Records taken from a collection
━━━━

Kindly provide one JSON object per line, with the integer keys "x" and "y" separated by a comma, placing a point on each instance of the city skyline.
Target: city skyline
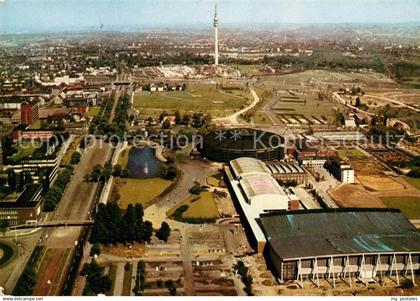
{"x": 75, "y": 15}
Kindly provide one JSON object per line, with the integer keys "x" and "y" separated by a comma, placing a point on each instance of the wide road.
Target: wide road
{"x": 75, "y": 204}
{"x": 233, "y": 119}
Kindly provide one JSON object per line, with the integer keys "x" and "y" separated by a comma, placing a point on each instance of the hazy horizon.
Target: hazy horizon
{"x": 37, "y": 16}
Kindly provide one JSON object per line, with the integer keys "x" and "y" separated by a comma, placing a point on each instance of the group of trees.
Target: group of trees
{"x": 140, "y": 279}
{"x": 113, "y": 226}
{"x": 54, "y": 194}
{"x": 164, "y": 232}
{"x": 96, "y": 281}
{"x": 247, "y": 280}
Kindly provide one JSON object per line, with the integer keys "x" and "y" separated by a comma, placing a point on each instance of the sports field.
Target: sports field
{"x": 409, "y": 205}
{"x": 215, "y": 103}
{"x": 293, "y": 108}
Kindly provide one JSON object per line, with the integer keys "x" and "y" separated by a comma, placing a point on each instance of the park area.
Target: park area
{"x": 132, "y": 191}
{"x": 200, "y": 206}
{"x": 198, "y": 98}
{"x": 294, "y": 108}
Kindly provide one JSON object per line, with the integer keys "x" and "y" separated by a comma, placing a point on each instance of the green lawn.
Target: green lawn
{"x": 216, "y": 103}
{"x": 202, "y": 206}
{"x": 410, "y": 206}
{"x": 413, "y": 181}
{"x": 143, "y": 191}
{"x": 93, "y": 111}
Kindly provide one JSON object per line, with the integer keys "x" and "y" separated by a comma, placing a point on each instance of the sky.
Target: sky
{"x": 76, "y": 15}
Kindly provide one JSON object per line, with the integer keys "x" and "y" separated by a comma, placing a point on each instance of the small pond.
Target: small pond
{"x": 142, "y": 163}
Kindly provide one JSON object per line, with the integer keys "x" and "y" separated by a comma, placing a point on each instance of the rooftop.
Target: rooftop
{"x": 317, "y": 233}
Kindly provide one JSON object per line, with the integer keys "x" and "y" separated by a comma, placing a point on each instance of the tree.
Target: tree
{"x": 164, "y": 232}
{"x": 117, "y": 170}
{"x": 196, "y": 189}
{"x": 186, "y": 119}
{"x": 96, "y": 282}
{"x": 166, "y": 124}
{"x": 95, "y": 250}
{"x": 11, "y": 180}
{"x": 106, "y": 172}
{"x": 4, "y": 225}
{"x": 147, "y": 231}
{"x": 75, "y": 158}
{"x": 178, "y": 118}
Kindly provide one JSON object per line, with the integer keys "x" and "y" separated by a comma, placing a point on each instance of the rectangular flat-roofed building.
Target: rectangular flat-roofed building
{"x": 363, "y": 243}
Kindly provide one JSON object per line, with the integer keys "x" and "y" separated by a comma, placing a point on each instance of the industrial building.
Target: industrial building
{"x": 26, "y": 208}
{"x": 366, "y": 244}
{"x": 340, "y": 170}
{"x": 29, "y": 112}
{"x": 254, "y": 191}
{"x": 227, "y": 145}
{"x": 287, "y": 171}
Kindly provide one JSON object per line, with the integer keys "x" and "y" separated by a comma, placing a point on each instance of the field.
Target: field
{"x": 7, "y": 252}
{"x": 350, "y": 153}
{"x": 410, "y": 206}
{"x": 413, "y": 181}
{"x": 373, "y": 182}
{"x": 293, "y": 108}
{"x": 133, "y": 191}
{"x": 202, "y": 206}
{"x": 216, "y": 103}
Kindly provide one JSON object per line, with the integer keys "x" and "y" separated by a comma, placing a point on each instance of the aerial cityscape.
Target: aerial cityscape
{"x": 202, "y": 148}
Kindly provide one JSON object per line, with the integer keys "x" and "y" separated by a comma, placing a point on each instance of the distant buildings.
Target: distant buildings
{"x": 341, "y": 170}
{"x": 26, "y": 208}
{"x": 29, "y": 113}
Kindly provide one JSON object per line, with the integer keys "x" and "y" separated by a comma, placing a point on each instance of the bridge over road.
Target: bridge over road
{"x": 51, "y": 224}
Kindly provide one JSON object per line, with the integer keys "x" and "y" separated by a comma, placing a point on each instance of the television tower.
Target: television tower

━━━━

_GOAL OF THE EXERCISE_
Put every line of all the entries above into a numbered list, skipping any blank lines. Leave the pictures out of the answer.

_CORRECT RESULT_
1. Kindly provide one JSON object per line, with the integer keys "x" and "y" separated by a comma, placing a point on each instance of the city skyline.
2. Target: city skyline
3. {"x": 75, "y": 15}
4. Kindly provide one JSON object per line, with the integer keys "x" and "y" separated by a comma, placing a point on each instance of the wide road.
5. Target: wide road
6. {"x": 75, "y": 204}
7. {"x": 233, "y": 119}
8. Kindly provide one JSON object per line, with the integer keys "x" and "y" separated by a comma, placing a point on each instance of the hazy horizon.
9. Target: hazy horizon
10. {"x": 37, "y": 16}
11. Kindly provide one JSON object per line, with the integer keys "x" and "y" separated by a comma, placing a point on each instance of the group of trees.
12. Target: group of trees
13. {"x": 140, "y": 279}
14. {"x": 113, "y": 226}
15. {"x": 54, "y": 194}
16. {"x": 164, "y": 232}
17. {"x": 96, "y": 281}
18. {"x": 247, "y": 280}
19. Kindly provide one JSON object per line, with the integer keys "x" and "y" separated by a comma, placing a point on each instance of the sports field.
20. Target: sports field
21. {"x": 409, "y": 205}
22. {"x": 215, "y": 103}
23. {"x": 293, "y": 108}
24. Kindly provide one JSON object per line, with the integer keys "x" and "y" separated by a comma, placing a point on each instance of the park area.
25. Target: park area
26. {"x": 132, "y": 191}
27. {"x": 200, "y": 206}
28. {"x": 198, "y": 98}
29. {"x": 294, "y": 108}
30. Kindly provide one JSON object per line, with the integer keys "x" and "y" separated by a comma, placing a point on each instance of the green lawn.
31. Target: green lawn
32. {"x": 216, "y": 103}
33. {"x": 202, "y": 206}
34. {"x": 410, "y": 206}
35. {"x": 413, "y": 181}
36. {"x": 143, "y": 191}
37. {"x": 93, "y": 111}
38. Kindly provide one JSON object per line, with the integer keys "x" and "y" separated by a comma, placing a point on each instance of the sky.
39. Target: sky
40. {"x": 76, "y": 15}
41. Kindly provide one JSON object per line, with the integer keys "x" and "y" separated by a comma, placing a point on each instance of the small pond.
42. Target: small pond
43. {"x": 142, "y": 163}
44. Kindly provide one JSON object per line, with the integer keys "x" and "y" separated by a comma, placing a point on each instance of the rooftop.
45. Target: rooftop
46. {"x": 317, "y": 233}
47. Kindly provide one JSON object per line, with the integer keys "x" and "y" separated by a comma, placing a point on each instance of the tree.
48. Target: tree
49. {"x": 164, "y": 232}
50. {"x": 117, "y": 170}
51. {"x": 196, "y": 189}
52. {"x": 186, "y": 119}
53. {"x": 96, "y": 282}
54. {"x": 166, "y": 124}
55. {"x": 95, "y": 250}
56. {"x": 11, "y": 180}
57. {"x": 106, "y": 172}
58. {"x": 4, "y": 225}
59. {"x": 147, "y": 231}
60. {"x": 75, "y": 158}
61. {"x": 178, "y": 118}
62. Kindly provide one JSON object per line, with the integer keys "x" and "y" separated by a comma, placing a point on each instance of the rectangular flat-roofed building.
63. Target: rectangular flat-roofed building
64. {"x": 363, "y": 243}
65. Kindly provide one JSON object per line, with the integer keys "x" and "y" separated by a comma, placing a point on each instance of the industrial building.
66. Target: industrial building
67. {"x": 26, "y": 208}
68. {"x": 366, "y": 244}
69. {"x": 340, "y": 170}
70. {"x": 29, "y": 112}
71. {"x": 254, "y": 191}
72. {"x": 227, "y": 145}
73. {"x": 287, "y": 171}
74. Kindly provide one JSON object per line, with the integer keys "x" and "y" separated by a comma, placing a point on each instance of the field.
75. Target: field
76. {"x": 7, "y": 252}
77. {"x": 350, "y": 153}
78. {"x": 410, "y": 206}
79. {"x": 413, "y": 181}
80. {"x": 373, "y": 182}
81. {"x": 293, "y": 108}
82. {"x": 133, "y": 191}
83. {"x": 202, "y": 206}
84. {"x": 216, "y": 103}
85. Kindly provide one JSON object per line, with the integer keys "x" and "y" separated by a comma, placing a point on each instance of the aerial cityscape.
86. Target: aerial cityscape
87. {"x": 202, "y": 148}
88. Kindly provide one JSON object per line, with the integer keys "x" and "y" separated by a comma, placing a point on each instance of the distant buildings.
89. Target: distant buildings
90. {"x": 341, "y": 170}
91. {"x": 26, "y": 208}
92. {"x": 29, "y": 113}
93. Kindly provide one JSON object per line, with the integer keys "x" and "y" separated by a comma, placing a point on each instance of the bridge over road.
94. Target: bridge over road
95. {"x": 51, "y": 224}
96. Kindly provide one JSON object per line, with the integer keys "x" and "y" separated by a comma, placing a point on each instance of the television tower.
97. Target: television tower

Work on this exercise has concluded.